_Assignment 1_.
According to the text on women's struggle for citizenship in Nepal, what share of the population age 16 and above is estimated to lack a citizenship certificate?
_Assignment 2_.
Continue the text on women's struggle for citizenship in Nepal from where it stops.

Women’s Struggle For Citizenship


We all have dreams and aspirations that fuel our efforts in our work, education, and lives. However, for many children and adults living in Nepal, there is a real barrier towards achieving their dreams, via the discriminatory citizenship provisions of Nepal’s constitution, which serves to prevent access to citizenship for many people living in the country. Without citizenship, individuals cannot vote, obtain a passport or driver’s license, sit for entrance exams for college and university, own or transfer land, or obtain jobs that require a bank account and taxes to be deducted. Elderly who have not been able to obtain a citizenship certificate also suffer, as they cannot collect social security benefits, but become too disabled to work. Despite the new constitution’s provision that states, “Any person whose father or mother was citizen of Nepal at the birth of such person,” there are various provisions that place conditions on obtaining a citizenship certificate that are deemed discriminatory towards women and their children, and prevent them from living full lives. Today is March 8th, International Women’s Day. With this year’s theme being Pledge for Parity, Nepal wishes to highlight women’s struggle for citizenship, and the inequalities they face when trying to obtain citizenship for themselves, spouses, and children. We hope this article brings some insight into this aspect of inequality in Nepal, and acts as our own pledge towards equal rights and opportunities for women and children.

I went in a team from to meet with Subin Mulmi, an activist and advocate at the Forum for Women, Law and Development, who discussed with us the issues people face in obtaining citizenship. Graduating from the Kathmandu School of Law, he chooses to use his skills to analyze the law and provide legal counsel for individuals. He has been working at FWLD for almost two years. When asked about how he became interested in citizenship and women’s issues, he acknowledged his mother who is a feminist and human rights activist herself. He said that women’s rights is more special for him and easier to connect to because of seeing his mother work on cases. 

According to a recent study conducted by the Forum on Women, Law and Development, researchers estimate that 23.65% of the population age 16 and above are lacking a citizenship certificate. We discuss who suffers the most from Nepal’s citizenship laws. Mr. Mulmi speaks of women, poorer people from lower caste communities in Nepal, as well as individuals who do not have contacts within the government or money. Women suffer the most, including victims of rape, and women whose husbands who abandon them before the children are born and marries someone else. During the armed conflict, the Nepalese army as well as Maoist combatants married women, impregnated them, and then left.

If a woman has a child, but the father is absent, it can be virtually impossible to obtain citizenship for the child unless the mother has the citizenship documents of the child’s father or brother. There is a process called a muchulka, where government officials go to the residence of the mother and ask questions of family and neighbors who have to attest to the father’s citizenship, but according to Mr. Mulmi this is not regularly implemented. 

Additionally, for the child of a single woman to obtain citizenship by descent, the child must be born in Nepal. This discriminates against children of trafficked women, migrant women who travel abroad for work, as well as women traveling for education and other pursuits. Additionally, if a woman has married a foreigner and is applying for citizenship of her child, the child may only obtain naturalized citizenship. This does not apply for male Nepali citizens applying for their children however, where the children are entitled to citizenship by descent.

_Dataset extract_.
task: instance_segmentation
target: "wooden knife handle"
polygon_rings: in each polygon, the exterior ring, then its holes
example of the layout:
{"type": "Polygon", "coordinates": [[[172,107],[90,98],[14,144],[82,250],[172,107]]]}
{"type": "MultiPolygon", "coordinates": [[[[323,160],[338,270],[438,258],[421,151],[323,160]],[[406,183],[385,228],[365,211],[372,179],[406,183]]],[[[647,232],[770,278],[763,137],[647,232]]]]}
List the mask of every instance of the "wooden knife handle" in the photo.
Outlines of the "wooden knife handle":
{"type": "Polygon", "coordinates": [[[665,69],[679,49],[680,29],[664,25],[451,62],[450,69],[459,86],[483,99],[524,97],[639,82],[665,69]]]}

_Final answer 1_.
An estimated 23.65%.

_Final answer 2_.
When we asked Mr. Mulmi why the Nepal government has continued to block less discriminatory provisions that would help women obtain citizenship for themselves and their children, he responded that there is no political will to change this, and political leaders are conservative nationalists that fear “Indianization”. He explains that at one time, then-prime minister Barburam Bhattarai publicly agreed to change the citizenship provisions and was supported by the UCPN-Maoist party, but party members from CPN-UML, including Bhim Rawal and Jhalanath Khanal, blocked the decision while members from Nepali Congress were divided on the subject. Especially now, with ongoing protests in the south, many political leaders are blaming the Madhesi community and India. Mr. Mulmi mentions, “They fail to see themselves as the problem, and they are very proud. They will not provide equal rights to women. They perceive it as a risk of millions of Indians obtaining Nepali citizenship.” 

Mr. Mulmi also discussed the topic of citizenship used in political campaigning. Before the election of the first Constitutional Assembly, politicians used “citizenship teams” and mobile camps to distribute citizenship certificates in order to increase the number of constituents who could vote for them. In the second Constitutional Assembly election, roughly 600,000 people obtained citizenship, as the possession of a citizenship certificate had become a prerequisite to be register on the new biometric voter role.

Another meeting that provided us with an inside look at the issue of citizenship was with Ms. Dipti Gurung, an activist and single mother who has been fighting for her daughters’ citizenship for more than a decade. She herself has Nepalese citizenship, but has been unable to obtain it for her daughters. She brings up the harrowing stories of government officials humiliating her when she requested citizenship certificates, mocking her efforts, saying that her daughters just needed to marry and obtain citizenship through their husbands. She has even been introduced a “virgin mother” by a CDO officer in Lalitpur in an attempt to shame her when she went to plead her case at the CDO’s office.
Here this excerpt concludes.